■ PROVIDED ENTRIES ■
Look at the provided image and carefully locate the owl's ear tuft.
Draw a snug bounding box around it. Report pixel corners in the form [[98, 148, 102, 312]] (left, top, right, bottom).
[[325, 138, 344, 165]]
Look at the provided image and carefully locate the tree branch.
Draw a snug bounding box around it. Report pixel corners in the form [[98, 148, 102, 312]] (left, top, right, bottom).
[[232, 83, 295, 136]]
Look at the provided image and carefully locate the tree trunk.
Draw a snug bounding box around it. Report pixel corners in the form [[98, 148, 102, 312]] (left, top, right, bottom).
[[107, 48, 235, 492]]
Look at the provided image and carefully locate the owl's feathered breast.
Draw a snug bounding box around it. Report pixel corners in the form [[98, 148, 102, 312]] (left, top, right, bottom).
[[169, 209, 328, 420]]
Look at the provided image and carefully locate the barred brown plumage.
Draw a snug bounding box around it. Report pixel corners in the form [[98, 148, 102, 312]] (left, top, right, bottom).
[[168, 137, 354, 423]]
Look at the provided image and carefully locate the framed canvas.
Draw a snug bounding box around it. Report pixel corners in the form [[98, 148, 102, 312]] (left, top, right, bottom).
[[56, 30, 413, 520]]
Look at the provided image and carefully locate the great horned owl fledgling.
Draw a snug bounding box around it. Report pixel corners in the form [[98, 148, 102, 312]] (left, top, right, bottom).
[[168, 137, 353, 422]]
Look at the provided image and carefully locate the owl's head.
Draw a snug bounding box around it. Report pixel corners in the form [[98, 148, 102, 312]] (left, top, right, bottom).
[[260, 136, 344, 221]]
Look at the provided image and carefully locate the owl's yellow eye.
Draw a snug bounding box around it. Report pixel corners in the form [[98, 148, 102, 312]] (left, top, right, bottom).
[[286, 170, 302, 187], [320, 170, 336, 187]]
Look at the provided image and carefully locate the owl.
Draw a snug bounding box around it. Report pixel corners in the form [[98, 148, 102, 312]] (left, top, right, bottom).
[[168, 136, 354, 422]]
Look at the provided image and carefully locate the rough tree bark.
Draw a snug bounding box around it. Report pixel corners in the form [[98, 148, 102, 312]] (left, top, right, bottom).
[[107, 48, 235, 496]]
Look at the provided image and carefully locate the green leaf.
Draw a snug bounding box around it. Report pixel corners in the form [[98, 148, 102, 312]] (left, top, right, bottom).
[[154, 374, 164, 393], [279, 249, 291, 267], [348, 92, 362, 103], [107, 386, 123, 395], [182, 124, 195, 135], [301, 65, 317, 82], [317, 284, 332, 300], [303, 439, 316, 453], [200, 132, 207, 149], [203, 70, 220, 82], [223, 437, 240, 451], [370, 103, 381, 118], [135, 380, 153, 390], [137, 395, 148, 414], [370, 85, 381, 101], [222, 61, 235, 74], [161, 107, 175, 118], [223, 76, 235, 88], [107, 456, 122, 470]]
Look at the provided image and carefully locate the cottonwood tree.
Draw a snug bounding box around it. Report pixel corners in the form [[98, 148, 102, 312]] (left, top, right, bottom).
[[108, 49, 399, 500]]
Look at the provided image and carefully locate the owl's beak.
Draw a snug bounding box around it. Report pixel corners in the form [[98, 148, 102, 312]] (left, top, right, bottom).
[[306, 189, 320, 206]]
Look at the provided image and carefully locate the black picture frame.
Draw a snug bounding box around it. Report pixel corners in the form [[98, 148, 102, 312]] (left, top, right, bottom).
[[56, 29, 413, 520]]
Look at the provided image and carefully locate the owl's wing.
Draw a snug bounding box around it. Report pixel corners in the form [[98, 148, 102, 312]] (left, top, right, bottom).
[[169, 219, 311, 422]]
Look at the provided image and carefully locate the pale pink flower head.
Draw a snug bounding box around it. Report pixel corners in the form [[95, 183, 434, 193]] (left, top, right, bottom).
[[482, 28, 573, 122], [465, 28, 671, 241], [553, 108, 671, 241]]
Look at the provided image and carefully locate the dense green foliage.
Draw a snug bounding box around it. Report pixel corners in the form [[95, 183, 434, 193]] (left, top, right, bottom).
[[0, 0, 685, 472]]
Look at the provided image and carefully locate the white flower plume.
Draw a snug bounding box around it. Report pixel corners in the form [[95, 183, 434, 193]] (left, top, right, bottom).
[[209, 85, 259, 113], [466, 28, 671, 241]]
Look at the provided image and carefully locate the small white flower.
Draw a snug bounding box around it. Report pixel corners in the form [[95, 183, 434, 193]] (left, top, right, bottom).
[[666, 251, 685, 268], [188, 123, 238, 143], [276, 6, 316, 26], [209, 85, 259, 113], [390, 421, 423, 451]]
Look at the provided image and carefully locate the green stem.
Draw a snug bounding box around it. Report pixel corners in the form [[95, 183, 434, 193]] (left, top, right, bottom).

■ WORK INSTRUCTIONS ■
Could you output each line of the material above as a Markdown table with the columns "Row" and "Line", numbering the rows in order and leaving out any blank lines?

■ EXERCISE SOLUTION ■
| Row | Line |
|---|---|
| 1 | Look at the provided image and carefully locate the owl's ear tuft. |
| 2 | Draw a snug bounding box around it. Report pixel corners in the form [[98, 148, 102, 312]] (left, top, right, bottom). |
| 3 | [[325, 138, 344, 165]] |
| 4 | Look at the provided image and carefully locate the tree branch. |
| 5 | Draw a snug bounding box around it. Report pixel corners in the form [[98, 148, 102, 312]] (left, top, right, bottom). |
| 6 | [[232, 83, 295, 136]] |
| 7 | Look at the provided image and carefully locate the tree trunk. |
| 8 | Draw a snug bounding box around it. Report pixel corners in the form [[98, 148, 102, 312]] (left, top, right, bottom). |
| 9 | [[107, 48, 235, 492]] |
| 10 | Look at the provided image and carefully locate the owl's feathered breast. |
| 11 | Draw a snug bounding box around it. Report pixel corners in the form [[98, 148, 102, 312]] (left, top, right, bottom). |
| 12 | [[169, 209, 328, 420]] |
| 13 | Look at the provided image and carefully locate the barred brown plumage. |
| 14 | Draw a snug bounding box around it. Report pixel corners in the form [[98, 148, 102, 312]] (left, top, right, bottom). |
| 15 | [[168, 137, 354, 423]] |
| 16 | Look at the provided image and carefully locate the framed canvas. |
| 17 | Draw a snug bounding box around it. Report pixel corners in the form [[98, 148, 102, 312]] (left, top, right, bottom). |
| 18 | [[56, 30, 413, 520]] |
| 19 | Look at the provided image and carefully locate the great horned owl fledgling. |
| 20 | Draw a snug bounding box around it. Report pixel corners in the form [[98, 148, 102, 312]] (left, top, right, bottom). |
| 21 | [[168, 137, 353, 422]] |
| 22 | Look at the provided image and carefully locate the owl's head. |
| 23 | Draw a snug bounding box around it. Report pixel corners in the form [[98, 148, 102, 312]] (left, top, right, bottom). |
| 24 | [[260, 136, 344, 221]] |
| 25 | Look at the provided image and carefully locate the owl's yellow eye. |
| 26 | Draw a snug bounding box around it. Report pixel corners in the form [[98, 148, 102, 312]] (left, top, right, bottom). |
| 27 | [[286, 170, 302, 187], [320, 170, 336, 187]] |
| 28 | Look at the provided image and carefully locate the owl. |
| 29 | Draw a snug bounding box around it. Report pixel corners in the form [[98, 148, 102, 312]] (left, top, right, bottom). |
| 30 | [[168, 136, 354, 422]] |
| 31 | Look at the provided image and carefully locate the rough tree bark. |
| 32 | Draw a snug bounding box around it. Report pixel corners in the form [[98, 148, 102, 312]] (left, top, right, bottom). |
| 33 | [[107, 48, 235, 496]] |
| 34 | Look at the provided image and carefully locate the green leaf. |
| 35 | Draw a snug bounding box around it. Report pixel corners in the form [[98, 148, 102, 312]] (left, top, right, bottom). |
| 36 | [[154, 374, 164, 393], [279, 249, 291, 267], [348, 92, 362, 103], [107, 386, 123, 395], [182, 124, 195, 135], [301, 65, 317, 82], [317, 284, 332, 300], [303, 439, 316, 453], [200, 132, 207, 149], [203, 70, 220, 82], [223, 437, 240, 451], [370, 103, 381, 118], [135, 380, 153, 390], [137, 395, 148, 414], [370, 85, 381, 101], [222, 61, 235, 74], [161, 107, 175, 118], [223, 76, 235, 88], [107, 456, 122, 470]] |
| 37 | Look at the provided image and carefully locate the cottonwood tree. |
| 38 | Draw a snug bounding box around it. Report pixel corners in the form [[98, 148, 102, 312]] (left, top, right, bottom). |
| 39 | [[108, 49, 399, 500]] |
| 40 | Look at the provided image and carefully locate the owl's beak. |
| 41 | Draw a snug bounding box around it. Report pixel corners in the form [[98, 148, 102, 312]] (left, top, right, bottom). |
| 42 | [[306, 189, 320, 206]] |
| 43 | Look at the provided image and carefully locate the black picture frame. |
| 44 | Draw a snug bounding box around it. Report pixel corners in the form [[98, 148, 102, 312]] (left, top, right, bottom). |
| 45 | [[56, 29, 413, 520]] |
| 46 | Look at the provided image and carefully locate the owl's wing. |
| 47 | Draw a snug bounding box around it. Report pixel corners in the form [[98, 148, 102, 312]] (left, top, right, bottom). |
| 48 | [[169, 219, 311, 422]] |
| 49 | Look at the provided image and carefully locate the pale pink flower head. |
| 50 | Draw a snug bounding box around it. Report pixel corners in the form [[95, 183, 434, 193]] (left, top, right, bottom). |
| 51 | [[482, 28, 573, 122], [465, 28, 671, 241], [553, 108, 671, 241]] |
| 52 | Look at the provided image and carefully locate the dense green foliage. |
| 53 | Draw a snug bounding box around it. Report pixel corners in the form [[95, 183, 434, 193]] (left, top, right, bottom). |
| 54 | [[0, 0, 685, 472]] |
| 55 | Look at the provided image and carefully locate the white flower plume. |
| 56 | Draw a snug bounding box around it. Report pixel corners in the form [[95, 183, 434, 193]] (left, top, right, bottom). |
| 57 | [[209, 85, 259, 113], [466, 28, 671, 241]] |
| 58 | Look at the provided image and carefully locate the small white flower. |
| 59 | Draw a snug bounding box around it. Report pixel corners in the form [[95, 183, 434, 193]] (left, top, right, bottom). |
| 60 | [[666, 251, 685, 268], [188, 123, 238, 143], [276, 6, 316, 26], [209, 85, 259, 113], [390, 421, 423, 451]] |
| 61 | Look at the provided image and carefully locate the green stem. |
| 62 | Draw a snug bounding box around it. Report pixel corners in the form [[95, 183, 434, 193]] (left, top, right, bottom). |